>> START

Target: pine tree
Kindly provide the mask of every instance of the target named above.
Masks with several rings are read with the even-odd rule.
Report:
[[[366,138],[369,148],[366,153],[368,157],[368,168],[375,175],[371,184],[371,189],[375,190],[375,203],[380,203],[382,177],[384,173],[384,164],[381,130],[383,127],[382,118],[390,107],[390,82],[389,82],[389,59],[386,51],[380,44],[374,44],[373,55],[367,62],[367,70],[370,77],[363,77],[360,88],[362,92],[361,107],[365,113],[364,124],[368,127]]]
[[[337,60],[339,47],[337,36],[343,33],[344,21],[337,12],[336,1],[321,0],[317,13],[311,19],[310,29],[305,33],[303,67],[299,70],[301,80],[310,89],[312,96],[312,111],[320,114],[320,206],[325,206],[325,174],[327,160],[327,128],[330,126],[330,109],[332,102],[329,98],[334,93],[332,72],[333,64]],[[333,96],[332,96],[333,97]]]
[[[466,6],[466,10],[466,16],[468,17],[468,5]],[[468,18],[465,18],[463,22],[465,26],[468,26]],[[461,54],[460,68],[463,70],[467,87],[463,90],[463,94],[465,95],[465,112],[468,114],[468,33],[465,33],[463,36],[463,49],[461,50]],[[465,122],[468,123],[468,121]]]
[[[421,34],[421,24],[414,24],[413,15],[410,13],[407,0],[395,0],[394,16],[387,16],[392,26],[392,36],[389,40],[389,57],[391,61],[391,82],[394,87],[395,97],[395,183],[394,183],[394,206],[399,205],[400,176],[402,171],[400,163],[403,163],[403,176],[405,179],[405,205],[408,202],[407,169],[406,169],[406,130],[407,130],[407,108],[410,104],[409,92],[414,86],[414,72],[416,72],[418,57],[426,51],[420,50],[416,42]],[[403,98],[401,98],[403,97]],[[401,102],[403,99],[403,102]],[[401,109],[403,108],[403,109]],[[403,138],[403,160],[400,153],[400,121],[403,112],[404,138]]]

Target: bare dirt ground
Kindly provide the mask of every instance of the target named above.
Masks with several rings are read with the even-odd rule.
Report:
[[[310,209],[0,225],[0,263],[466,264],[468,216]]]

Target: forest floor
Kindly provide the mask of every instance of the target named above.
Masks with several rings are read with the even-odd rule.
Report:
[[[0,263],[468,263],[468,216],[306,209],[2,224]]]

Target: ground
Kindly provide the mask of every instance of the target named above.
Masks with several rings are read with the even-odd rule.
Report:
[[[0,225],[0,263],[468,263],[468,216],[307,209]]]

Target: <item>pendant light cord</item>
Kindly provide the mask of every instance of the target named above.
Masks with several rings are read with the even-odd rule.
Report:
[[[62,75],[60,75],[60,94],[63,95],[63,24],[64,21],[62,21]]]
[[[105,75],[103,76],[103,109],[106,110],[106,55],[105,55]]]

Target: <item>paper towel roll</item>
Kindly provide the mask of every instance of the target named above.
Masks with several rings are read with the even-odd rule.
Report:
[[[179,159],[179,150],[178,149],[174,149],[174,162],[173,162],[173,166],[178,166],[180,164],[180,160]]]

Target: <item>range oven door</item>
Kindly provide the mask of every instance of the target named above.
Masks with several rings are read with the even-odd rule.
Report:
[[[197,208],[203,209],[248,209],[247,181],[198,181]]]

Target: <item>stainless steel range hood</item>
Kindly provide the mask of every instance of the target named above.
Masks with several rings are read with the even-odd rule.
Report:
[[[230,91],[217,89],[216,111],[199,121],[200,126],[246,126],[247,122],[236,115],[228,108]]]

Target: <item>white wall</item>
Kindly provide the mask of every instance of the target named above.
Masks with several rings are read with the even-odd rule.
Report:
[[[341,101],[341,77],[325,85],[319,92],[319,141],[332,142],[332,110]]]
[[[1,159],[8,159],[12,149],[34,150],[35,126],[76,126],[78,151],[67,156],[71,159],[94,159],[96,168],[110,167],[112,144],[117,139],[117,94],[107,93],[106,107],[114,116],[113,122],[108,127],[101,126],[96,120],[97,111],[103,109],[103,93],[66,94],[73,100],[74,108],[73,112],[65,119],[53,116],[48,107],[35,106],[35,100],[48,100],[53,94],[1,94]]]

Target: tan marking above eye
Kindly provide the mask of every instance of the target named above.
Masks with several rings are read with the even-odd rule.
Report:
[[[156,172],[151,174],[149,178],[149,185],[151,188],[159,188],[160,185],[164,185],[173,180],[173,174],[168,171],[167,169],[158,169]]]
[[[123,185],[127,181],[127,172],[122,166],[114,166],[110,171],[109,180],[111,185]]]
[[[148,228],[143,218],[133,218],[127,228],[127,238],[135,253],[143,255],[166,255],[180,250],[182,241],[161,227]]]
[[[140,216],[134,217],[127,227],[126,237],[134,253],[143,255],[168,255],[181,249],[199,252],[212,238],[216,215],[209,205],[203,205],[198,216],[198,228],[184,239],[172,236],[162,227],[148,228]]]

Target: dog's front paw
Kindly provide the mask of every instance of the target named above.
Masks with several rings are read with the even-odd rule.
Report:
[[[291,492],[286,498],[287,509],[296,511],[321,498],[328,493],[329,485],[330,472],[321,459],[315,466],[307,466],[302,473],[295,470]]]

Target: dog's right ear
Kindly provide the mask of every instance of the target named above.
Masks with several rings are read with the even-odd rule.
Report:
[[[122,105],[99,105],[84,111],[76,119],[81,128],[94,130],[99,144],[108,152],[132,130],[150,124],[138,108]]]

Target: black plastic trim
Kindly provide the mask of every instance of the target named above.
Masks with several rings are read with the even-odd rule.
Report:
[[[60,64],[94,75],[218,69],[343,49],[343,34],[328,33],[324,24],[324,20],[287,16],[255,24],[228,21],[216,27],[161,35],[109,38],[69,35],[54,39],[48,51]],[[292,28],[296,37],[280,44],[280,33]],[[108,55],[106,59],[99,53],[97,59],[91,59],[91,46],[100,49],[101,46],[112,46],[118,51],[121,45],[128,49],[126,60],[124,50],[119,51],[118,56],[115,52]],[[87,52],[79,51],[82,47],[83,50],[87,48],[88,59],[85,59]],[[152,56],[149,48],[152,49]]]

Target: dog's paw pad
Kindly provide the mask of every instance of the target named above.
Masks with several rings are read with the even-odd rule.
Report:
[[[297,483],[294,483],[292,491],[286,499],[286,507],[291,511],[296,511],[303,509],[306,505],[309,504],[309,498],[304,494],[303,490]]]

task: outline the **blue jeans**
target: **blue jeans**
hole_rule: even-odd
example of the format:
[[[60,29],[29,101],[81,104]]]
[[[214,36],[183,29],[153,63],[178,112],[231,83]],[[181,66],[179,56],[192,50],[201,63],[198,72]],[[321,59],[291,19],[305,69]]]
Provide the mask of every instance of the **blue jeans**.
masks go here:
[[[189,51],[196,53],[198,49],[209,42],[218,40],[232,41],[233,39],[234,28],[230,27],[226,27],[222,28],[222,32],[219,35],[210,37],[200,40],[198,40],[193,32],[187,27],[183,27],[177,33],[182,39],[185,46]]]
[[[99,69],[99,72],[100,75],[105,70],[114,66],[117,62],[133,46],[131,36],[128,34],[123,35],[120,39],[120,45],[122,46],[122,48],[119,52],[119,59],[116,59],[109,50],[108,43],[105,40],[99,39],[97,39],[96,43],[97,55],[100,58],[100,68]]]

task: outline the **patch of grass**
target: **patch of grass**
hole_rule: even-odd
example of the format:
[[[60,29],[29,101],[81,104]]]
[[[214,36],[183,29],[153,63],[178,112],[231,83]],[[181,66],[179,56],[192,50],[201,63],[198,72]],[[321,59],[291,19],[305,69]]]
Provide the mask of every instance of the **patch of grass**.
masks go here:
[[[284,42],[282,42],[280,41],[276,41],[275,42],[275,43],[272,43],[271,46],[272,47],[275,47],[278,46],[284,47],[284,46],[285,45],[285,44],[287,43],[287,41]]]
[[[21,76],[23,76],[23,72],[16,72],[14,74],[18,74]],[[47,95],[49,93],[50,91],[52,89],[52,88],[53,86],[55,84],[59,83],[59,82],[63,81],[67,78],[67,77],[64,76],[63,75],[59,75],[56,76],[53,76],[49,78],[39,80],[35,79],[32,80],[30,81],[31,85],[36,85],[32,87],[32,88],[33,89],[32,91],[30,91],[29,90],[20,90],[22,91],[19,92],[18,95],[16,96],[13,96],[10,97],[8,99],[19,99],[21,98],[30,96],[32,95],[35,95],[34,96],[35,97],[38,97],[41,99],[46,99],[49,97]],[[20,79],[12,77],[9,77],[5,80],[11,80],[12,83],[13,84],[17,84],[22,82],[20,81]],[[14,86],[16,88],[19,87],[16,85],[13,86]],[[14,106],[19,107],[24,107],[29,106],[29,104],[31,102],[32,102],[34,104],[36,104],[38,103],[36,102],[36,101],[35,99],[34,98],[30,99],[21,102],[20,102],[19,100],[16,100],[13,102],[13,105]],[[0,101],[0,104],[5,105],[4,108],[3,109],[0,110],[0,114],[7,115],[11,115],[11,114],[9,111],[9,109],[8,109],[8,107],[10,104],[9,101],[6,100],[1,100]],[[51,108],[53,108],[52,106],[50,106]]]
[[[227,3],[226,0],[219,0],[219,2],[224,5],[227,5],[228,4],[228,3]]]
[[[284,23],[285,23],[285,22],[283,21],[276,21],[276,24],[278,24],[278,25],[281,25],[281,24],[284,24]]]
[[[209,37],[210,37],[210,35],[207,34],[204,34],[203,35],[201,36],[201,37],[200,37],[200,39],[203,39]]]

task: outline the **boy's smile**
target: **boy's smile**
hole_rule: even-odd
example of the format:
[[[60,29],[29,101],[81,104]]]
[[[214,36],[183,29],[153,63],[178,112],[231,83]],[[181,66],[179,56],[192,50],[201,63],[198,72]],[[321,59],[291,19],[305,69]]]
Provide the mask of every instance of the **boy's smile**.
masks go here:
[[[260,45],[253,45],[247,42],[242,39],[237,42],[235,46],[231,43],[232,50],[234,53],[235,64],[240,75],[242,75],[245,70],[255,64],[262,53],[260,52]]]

>> END
>> START

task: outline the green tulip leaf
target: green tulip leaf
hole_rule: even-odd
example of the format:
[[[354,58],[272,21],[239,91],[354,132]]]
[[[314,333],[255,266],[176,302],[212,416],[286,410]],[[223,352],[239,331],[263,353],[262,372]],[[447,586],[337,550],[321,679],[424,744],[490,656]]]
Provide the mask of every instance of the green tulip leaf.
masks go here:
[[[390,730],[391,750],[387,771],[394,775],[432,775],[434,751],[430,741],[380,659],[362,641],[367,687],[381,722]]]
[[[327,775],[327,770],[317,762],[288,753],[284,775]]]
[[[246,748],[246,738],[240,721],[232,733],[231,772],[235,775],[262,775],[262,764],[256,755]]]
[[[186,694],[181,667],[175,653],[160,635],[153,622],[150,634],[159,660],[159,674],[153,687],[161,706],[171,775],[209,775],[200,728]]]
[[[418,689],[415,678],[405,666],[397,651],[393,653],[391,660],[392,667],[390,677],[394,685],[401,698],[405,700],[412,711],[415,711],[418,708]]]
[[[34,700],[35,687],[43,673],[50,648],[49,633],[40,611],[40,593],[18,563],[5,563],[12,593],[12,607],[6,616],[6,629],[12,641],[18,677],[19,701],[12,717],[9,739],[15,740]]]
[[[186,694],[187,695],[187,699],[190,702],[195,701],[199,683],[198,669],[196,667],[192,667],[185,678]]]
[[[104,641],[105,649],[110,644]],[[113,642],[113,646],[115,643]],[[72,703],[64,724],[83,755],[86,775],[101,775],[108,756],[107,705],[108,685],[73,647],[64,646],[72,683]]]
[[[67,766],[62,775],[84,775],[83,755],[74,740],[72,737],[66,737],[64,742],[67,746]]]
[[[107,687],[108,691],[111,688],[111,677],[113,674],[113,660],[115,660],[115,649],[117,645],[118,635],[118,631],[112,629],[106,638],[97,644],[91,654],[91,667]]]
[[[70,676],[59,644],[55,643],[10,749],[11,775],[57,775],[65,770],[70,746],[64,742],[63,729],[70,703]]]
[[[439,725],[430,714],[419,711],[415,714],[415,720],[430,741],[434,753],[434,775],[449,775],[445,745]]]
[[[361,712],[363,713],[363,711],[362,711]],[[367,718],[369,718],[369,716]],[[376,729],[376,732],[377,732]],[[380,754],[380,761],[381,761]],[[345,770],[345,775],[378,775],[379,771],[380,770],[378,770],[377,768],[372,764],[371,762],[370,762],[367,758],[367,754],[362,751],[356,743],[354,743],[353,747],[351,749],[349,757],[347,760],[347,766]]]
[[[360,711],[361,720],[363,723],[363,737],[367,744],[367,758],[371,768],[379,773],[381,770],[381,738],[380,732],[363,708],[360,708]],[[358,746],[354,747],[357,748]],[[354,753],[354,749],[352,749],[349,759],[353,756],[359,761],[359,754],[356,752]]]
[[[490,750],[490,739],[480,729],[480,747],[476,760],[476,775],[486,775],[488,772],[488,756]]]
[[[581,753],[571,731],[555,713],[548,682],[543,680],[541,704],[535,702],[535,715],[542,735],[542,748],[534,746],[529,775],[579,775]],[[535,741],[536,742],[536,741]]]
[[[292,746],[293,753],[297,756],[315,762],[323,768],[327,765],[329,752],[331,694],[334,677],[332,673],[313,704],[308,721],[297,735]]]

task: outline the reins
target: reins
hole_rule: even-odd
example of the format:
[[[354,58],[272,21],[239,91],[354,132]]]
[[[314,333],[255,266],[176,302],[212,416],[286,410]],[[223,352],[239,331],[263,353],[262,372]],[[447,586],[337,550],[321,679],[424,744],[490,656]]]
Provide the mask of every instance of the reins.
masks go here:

>> END

Write out the lines starting at the one containing "Target: <item>pendant light cord</item>" and ending at the one containing "[[[197,208],[203,209],[248,209],[247,181],[198,181]]]", keeping every character as it is.

Target: <item>pendant light cord</item>
Kindly provide the mask of every instance of the target named above.
Masks with several rings are read with the even-odd rule.
Report:
[[[62,75],[60,75],[60,94],[63,95],[63,24],[64,21],[62,21]]]
[[[105,75],[103,76],[103,109],[106,110],[106,55],[105,55]]]

Target: <item>paper towel roll</item>
Kindly provide the mask of every instance of the target named above.
Masks with several rings are read with the even-odd rule.
Report:
[[[179,159],[179,150],[178,149],[174,149],[174,162],[173,162],[173,166],[178,166],[180,164],[180,160]]]

Target: <item>range oven door</item>
Kindly provide the mask of every instance of the target named above.
Masks with several rings are read with the even-odd rule.
Report:
[[[197,208],[203,209],[248,209],[247,181],[198,181]]]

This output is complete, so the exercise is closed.